Exercise aim:
Reproduce only the lines beginning with the line that contains "Can you see the potted" and ending after the line that contains "x=337, y=244", keeping the requests unchanged. Shift every x and y coordinate in the answers up by 140.

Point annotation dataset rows
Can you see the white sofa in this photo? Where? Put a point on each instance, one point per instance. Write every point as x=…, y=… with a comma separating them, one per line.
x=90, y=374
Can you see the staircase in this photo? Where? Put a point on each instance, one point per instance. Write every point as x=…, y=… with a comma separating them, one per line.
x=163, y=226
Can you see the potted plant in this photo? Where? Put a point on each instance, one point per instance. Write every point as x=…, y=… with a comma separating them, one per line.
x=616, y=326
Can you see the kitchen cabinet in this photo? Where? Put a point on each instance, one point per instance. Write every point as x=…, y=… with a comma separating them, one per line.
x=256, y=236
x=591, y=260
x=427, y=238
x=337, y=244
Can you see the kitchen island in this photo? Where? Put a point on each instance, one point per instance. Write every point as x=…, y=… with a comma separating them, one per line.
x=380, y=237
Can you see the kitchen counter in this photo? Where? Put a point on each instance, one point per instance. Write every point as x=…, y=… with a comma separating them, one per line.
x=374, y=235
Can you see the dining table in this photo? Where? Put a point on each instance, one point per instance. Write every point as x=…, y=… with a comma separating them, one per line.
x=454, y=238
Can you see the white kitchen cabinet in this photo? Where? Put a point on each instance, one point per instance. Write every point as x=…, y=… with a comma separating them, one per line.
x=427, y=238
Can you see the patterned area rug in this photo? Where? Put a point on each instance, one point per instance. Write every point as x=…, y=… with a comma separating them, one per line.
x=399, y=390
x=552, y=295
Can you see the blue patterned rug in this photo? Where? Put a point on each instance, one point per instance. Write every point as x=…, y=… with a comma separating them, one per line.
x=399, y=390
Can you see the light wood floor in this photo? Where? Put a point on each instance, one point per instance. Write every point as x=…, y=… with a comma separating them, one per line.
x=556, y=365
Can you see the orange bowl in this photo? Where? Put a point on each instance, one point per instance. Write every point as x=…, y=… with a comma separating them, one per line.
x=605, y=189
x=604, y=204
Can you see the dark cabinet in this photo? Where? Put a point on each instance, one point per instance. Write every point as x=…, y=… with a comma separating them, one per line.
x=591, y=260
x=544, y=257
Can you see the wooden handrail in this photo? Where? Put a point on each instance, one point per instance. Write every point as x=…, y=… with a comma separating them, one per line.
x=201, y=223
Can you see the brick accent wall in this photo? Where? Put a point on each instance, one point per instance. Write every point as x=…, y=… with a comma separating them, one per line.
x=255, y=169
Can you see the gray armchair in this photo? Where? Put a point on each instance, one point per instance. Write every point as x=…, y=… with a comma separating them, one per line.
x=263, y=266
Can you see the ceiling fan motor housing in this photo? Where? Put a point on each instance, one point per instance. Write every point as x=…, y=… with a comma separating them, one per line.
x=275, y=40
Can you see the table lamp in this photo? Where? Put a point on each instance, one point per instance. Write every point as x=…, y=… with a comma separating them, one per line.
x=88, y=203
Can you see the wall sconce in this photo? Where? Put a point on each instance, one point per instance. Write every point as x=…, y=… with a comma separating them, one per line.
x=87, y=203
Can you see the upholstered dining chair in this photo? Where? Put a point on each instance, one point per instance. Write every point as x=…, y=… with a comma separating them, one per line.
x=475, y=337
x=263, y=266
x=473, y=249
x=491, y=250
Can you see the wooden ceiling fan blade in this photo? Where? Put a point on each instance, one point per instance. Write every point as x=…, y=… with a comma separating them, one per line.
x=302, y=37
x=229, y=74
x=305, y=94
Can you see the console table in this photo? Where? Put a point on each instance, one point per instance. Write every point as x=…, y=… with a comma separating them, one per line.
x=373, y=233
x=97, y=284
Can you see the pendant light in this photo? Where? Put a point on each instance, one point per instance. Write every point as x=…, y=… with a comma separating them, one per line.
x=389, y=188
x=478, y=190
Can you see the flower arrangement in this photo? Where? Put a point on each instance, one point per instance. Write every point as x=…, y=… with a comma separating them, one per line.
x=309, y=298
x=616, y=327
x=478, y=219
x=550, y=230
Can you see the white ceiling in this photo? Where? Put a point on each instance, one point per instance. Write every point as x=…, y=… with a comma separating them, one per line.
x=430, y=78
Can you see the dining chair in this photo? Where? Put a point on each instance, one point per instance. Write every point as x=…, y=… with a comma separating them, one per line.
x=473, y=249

Result of the exercise:
Can you see the potted plant in this photo? Where? Put a point on each instance, one point per instance. Write every point as x=…, y=… with a comma separating them, one per line.
x=756, y=466
Can you see the kitchen cabinet in this photo? Where? Put a point on each instance, one point per instance. Write every point as x=…, y=… with a comma separating them, one per line.
x=396, y=376
x=731, y=400
x=567, y=378
x=477, y=384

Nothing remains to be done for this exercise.